> [DATASET CONTENT]
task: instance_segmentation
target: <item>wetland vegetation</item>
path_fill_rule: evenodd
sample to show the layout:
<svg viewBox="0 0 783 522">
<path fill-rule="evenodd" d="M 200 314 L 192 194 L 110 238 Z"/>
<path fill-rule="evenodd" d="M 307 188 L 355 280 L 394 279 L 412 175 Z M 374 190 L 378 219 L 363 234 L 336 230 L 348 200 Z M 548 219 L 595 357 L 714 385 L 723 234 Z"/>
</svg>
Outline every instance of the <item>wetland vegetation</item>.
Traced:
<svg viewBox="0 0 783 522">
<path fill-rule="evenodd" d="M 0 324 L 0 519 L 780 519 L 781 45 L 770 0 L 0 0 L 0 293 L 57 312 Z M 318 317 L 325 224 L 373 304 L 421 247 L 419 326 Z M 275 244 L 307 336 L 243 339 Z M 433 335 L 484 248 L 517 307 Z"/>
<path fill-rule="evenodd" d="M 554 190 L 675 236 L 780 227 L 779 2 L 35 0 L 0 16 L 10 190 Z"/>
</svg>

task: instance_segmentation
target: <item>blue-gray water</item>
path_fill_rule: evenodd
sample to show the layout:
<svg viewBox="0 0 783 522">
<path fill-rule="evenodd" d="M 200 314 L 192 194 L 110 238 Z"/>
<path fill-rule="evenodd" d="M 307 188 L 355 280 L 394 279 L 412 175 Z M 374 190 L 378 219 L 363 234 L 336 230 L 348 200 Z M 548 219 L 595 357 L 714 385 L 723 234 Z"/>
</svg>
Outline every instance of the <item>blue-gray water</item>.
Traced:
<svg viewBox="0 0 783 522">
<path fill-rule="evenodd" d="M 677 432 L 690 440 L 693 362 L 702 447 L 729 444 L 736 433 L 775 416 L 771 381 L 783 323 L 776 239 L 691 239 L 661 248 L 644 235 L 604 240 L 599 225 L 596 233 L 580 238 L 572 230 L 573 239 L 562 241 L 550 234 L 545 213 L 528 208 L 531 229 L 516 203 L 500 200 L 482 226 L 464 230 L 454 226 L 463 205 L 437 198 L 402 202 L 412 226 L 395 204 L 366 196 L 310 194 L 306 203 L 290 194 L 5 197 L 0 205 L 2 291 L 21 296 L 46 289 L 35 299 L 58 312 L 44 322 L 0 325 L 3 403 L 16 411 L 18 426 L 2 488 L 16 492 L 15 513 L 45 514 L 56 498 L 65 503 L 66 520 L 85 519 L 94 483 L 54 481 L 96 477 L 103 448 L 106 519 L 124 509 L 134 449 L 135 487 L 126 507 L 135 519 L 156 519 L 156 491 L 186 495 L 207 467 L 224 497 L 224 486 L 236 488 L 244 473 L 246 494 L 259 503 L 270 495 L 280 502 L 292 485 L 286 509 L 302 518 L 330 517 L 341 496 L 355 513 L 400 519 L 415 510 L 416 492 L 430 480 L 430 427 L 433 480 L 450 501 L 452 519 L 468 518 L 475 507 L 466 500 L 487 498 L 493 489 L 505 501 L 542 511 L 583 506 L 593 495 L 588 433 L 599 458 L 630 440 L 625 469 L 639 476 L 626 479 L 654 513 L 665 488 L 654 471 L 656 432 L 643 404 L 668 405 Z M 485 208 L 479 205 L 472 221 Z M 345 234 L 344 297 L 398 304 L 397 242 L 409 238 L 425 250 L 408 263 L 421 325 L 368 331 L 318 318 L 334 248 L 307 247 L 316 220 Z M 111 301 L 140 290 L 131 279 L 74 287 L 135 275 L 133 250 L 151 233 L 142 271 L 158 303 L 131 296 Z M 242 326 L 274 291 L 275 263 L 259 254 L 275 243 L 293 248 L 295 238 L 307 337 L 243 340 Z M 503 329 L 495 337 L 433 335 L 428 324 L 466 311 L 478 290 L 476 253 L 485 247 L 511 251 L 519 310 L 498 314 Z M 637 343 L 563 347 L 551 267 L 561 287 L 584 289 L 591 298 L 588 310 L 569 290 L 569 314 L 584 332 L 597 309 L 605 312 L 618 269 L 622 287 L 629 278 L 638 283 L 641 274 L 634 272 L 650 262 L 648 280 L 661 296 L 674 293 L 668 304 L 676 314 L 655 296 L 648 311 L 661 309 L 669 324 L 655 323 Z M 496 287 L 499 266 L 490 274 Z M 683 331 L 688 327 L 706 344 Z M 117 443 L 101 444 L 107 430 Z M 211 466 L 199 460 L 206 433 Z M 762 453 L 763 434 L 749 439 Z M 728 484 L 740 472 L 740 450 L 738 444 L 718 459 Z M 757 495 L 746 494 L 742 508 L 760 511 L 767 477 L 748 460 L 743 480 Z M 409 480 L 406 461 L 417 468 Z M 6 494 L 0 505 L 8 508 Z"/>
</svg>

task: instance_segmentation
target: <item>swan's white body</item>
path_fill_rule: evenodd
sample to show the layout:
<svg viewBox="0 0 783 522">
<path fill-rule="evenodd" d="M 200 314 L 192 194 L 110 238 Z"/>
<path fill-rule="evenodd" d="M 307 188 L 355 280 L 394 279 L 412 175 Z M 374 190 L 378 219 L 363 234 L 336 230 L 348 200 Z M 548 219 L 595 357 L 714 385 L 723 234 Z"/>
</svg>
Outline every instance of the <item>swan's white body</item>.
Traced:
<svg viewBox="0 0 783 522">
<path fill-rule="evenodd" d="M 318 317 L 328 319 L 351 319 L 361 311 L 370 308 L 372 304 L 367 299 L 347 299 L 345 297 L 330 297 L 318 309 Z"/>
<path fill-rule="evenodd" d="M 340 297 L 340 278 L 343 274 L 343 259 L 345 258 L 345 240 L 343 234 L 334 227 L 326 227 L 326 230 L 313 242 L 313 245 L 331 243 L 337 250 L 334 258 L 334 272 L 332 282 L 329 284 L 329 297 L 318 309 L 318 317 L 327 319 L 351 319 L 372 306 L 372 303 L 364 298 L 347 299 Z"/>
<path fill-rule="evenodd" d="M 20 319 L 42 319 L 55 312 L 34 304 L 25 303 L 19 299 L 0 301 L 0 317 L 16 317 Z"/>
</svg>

> [WHAT YOU NEED TO DO]
Copy out the records above exactly and completely.

> [SOLUTION]
task: instance_segmentation
target: <item>wetland vegetation</item>
path_fill_rule: evenodd
sample to show the layout:
<svg viewBox="0 0 783 522">
<path fill-rule="evenodd" d="M 200 314 L 192 194 L 110 238 Z"/>
<path fill-rule="evenodd" d="M 307 188 L 355 280 L 394 279 L 412 175 Z M 374 190 L 378 219 L 363 234 L 336 230 L 348 200 Z M 548 219 L 595 357 L 714 385 L 723 234 Z"/>
</svg>
Outline every instance of the <item>wetland vegetation</item>.
Traced:
<svg viewBox="0 0 783 522">
<path fill-rule="evenodd" d="M 0 324 L 0 519 L 780 519 L 781 45 L 770 0 L 0 0 L 0 293 L 57 312 Z M 318 317 L 325 224 L 373 304 L 421 247 L 419 326 Z M 275 244 L 307 336 L 243 339 Z M 433 335 L 484 248 L 517 307 Z"/>
<path fill-rule="evenodd" d="M 554 190 L 675 236 L 780 227 L 779 2 L 35 0 L 0 16 L 10 190 Z"/>
</svg>

task: instance_segmentation
target: <item>blue-gray water</item>
path_fill_rule: evenodd
sample to show the layout:
<svg viewBox="0 0 783 522">
<path fill-rule="evenodd" d="M 200 314 L 192 194 L 110 238 Z"/>
<path fill-rule="evenodd" d="M 307 188 L 355 280 L 394 279 L 412 175 Z M 374 190 L 378 219 L 363 234 L 336 230 L 348 200 Z M 548 219 L 595 357 L 714 385 L 723 234 Z"/>
</svg>
Outline every instance of the <item>blue-gray water</item>.
Traced:
<svg viewBox="0 0 783 522">
<path fill-rule="evenodd" d="M 677 432 L 690 440 L 693 362 L 702 447 L 729 444 L 736 433 L 775 416 L 771 381 L 783 323 L 776 239 L 691 239 L 661 248 L 644 235 L 604 240 L 599 225 L 596 233 L 580 238 L 572 230 L 573 239 L 562 241 L 550 234 L 545 213 L 528 208 L 531 229 L 516 203 L 500 200 L 482 226 L 464 230 L 454 226 L 463 205 L 437 198 L 402 202 L 412 226 L 395 204 L 366 196 L 310 194 L 306 203 L 290 194 L 5 197 L 0 205 L 2 291 L 21 296 L 46 289 L 35 299 L 58 312 L 44 322 L 0 325 L 3 403 L 16 411 L 18 426 L 2 488 L 16 492 L 15 513 L 45 514 L 56 498 L 65 503 L 66 520 L 85 519 L 94 483 L 54 481 L 96 477 L 103 448 L 106 519 L 124 509 L 134 449 L 135 487 L 126 507 L 135 519 L 156 519 L 156 491 L 186 495 L 207 467 L 224 497 L 224 486 L 236 488 L 244 473 L 246 494 L 259 503 L 270 495 L 280 502 L 292 485 L 286 509 L 302 518 L 330 517 L 341 496 L 355 513 L 400 519 L 415 510 L 416 492 L 430 480 L 430 427 L 433 480 L 450 501 L 452 519 L 468 518 L 475 507 L 466 500 L 487 498 L 493 489 L 505 501 L 542 511 L 583 506 L 593 495 L 588 433 L 599 458 L 630 440 L 625 469 L 639 476 L 626 479 L 654 513 L 665 488 L 654 471 L 656 432 L 643 404 L 668 405 Z M 485 208 L 479 205 L 472 221 Z M 345 234 L 344 297 L 398 304 L 397 242 L 409 238 L 425 250 L 408 263 L 421 325 L 368 331 L 318 318 L 334 248 L 307 247 L 316 220 Z M 111 301 L 140 290 L 131 279 L 74 287 L 135 275 L 133 250 L 151 233 L 142 271 L 158 303 L 131 296 Z M 242 326 L 274 291 L 275 263 L 259 254 L 275 243 L 293 248 L 295 238 L 307 337 L 243 340 Z M 503 329 L 495 337 L 433 335 L 428 324 L 466 311 L 478 290 L 476 253 L 485 247 L 511 251 L 519 310 L 498 314 Z M 637 343 L 563 347 L 551 267 L 561 287 L 584 289 L 591 298 L 588 310 L 569 290 L 569 314 L 584 332 L 597 309 L 605 312 L 618 269 L 622 287 L 629 278 L 638 283 L 641 274 L 634 272 L 650 262 L 648 280 L 661 296 L 674 293 L 668 304 L 676 314 L 655 296 L 648 311 L 661 309 L 669 324 L 655 323 Z M 496 287 L 499 266 L 490 274 Z M 683 331 L 688 327 L 706 344 Z M 117 443 L 101 444 L 107 430 Z M 211 466 L 199 460 L 206 433 Z M 762 453 L 763 434 L 749 439 Z M 728 484 L 740 472 L 740 450 L 738 444 L 718 459 Z M 757 495 L 746 494 L 742 508 L 760 511 L 767 477 L 748 460 L 743 480 Z M 409 480 L 406 461 L 417 468 Z M 6 494 L 0 505 L 8 508 Z"/>
</svg>

task: instance_segmentation
target: <item>swan's white body</item>
path_fill_rule: evenodd
sample to show the layout:
<svg viewBox="0 0 783 522">
<path fill-rule="evenodd" d="M 200 314 L 192 194 L 110 238 Z"/>
<path fill-rule="evenodd" d="M 307 188 L 355 280 L 394 279 L 412 175 Z M 374 190 L 378 219 L 363 234 L 336 230 L 348 200 Z M 548 219 L 595 357 L 714 385 L 723 234 Z"/>
</svg>
Outline every instance of the <item>swan's white body</item>.
Traced:
<svg viewBox="0 0 783 522">
<path fill-rule="evenodd" d="M 318 317 L 328 319 L 351 319 L 361 311 L 370 308 L 372 304 L 367 299 L 347 299 L 345 297 L 330 297 L 318 309 Z"/>
<path fill-rule="evenodd" d="M 340 297 L 340 278 L 343 274 L 343 259 L 345 258 L 345 240 L 343 234 L 334 227 L 326 227 L 326 230 L 313 242 L 313 245 L 331 243 L 337 250 L 334 258 L 334 272 L 332 282 L 329 284 L 329 297 L 318 309 L 318 317 L 327 319 L 351 319 L 372 306 L 372 303 L 364 298 L 347 299 Z"/>
<path fill-rule="evenodd" d="M 20 319 L 42 319 L 55 312 L 34 304 L 25 303 L 19 299 L 0 301 L 0 317 L 16 317 Z"/>
</svg>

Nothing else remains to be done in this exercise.